A year after bursting onto the scene amid the RNA renaissance, scientific challenges and regulatory resistance have held back self-amplifying messenger RNA (samRNA) vaccines from taking over the vaccine space. But experts say their time could soon be here.

Large vaccine companies are reluctant to invest too heavily in the emerging technology due to a gap in knowledge, especially compared to mRNA therapeutics. Despite this, those familiar with samRNAs are confident these therapies and vaccines will inevitably enter the market, particularly for infectious diseases and cancer.

However, it has not been smooth sailing for biotechs investing in this technology. Earlier this month, Emeryville, California-based samRNA leader filed for bankruptcy and is undergoing major financial restructuring. Moreover, technical complexity combined with growing confidence in established mRNA vaccines means the smaller companies leading the samRNA charge face an uphill climb in establishing the attractiveness of these approaches as they navigate approval.

====

**YOUR GOAL**
Pick up the article on self-amplifying mRNA vaccines after its last sentence and keep writing it. You won't need the records.

[Region-pointing data]

====

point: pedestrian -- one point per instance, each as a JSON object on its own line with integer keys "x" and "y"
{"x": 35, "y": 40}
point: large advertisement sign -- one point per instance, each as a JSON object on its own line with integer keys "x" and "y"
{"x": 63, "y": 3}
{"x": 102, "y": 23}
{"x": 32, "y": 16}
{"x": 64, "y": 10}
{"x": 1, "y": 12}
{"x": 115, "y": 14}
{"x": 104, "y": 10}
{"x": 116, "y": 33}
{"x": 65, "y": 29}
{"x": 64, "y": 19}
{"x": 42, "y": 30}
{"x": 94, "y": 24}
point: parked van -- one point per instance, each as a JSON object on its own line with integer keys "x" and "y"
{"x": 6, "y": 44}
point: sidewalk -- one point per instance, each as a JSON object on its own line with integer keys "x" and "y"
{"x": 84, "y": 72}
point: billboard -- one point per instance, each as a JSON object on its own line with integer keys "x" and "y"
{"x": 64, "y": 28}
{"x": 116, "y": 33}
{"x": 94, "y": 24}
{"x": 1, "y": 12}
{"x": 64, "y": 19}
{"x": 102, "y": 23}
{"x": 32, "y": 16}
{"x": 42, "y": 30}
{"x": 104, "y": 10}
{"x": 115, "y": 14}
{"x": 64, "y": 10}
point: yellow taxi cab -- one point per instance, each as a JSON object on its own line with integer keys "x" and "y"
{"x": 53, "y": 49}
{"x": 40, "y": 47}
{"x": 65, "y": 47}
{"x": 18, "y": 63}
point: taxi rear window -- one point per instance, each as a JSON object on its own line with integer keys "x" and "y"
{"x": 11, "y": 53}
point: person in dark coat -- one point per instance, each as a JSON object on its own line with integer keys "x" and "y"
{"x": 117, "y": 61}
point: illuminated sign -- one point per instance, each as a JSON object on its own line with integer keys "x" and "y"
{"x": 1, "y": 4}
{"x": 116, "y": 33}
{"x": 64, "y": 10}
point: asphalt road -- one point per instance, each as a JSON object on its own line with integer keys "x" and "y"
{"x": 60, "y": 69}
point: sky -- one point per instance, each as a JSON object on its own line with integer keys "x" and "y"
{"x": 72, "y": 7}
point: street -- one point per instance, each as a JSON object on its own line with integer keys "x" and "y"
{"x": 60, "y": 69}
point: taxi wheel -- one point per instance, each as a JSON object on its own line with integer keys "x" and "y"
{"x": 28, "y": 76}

====

**OUTPUT FOR THIS TASK**
Pune, India-based Gennova Biopharmaceuticals’ Gemcovac was the first samRNA vaccine to enter the market, gaining emergency approval in India against SARS-CoV-2 Omicron in 2022. In November 2023, Kostaive (ARCT-154), developed by and CSL Behring, was the first samRNA vaccine to gain full marketing approval in Japan to treat Wuhan-Hu-1 strain SARS-Cov-2. Since its approval by the Japanese Pharmaceutical Affairs and Food Sanitation Council, no other samRNA vaccine or therapeutic approvals have followed.

Good fortune and strategic timing

According to Joseph Payne, CEO of Arcturus, Kostaive benefitted from special circumstances. “It’s simply because our vaccine was accelerated by the pandemic,” he said, “All of the large vaccine players have strong to very strong interest in samRNA vaccines. However, we were the only one that was able to complete a placebo-controlled efficacy trial during the pandemic.”

The Phase I/II/III trial ARCT-154-01 (NCT05012943) enrolled over 19,000 participants to study the safety and efficacy of Arcturus’s candidate. Among participants neither previously infected by SARS-Cov-2 nor previously vaccinated against it, Kostaive was found to offer 56.6% protection against infection, achieving the trial’s primary endpoint.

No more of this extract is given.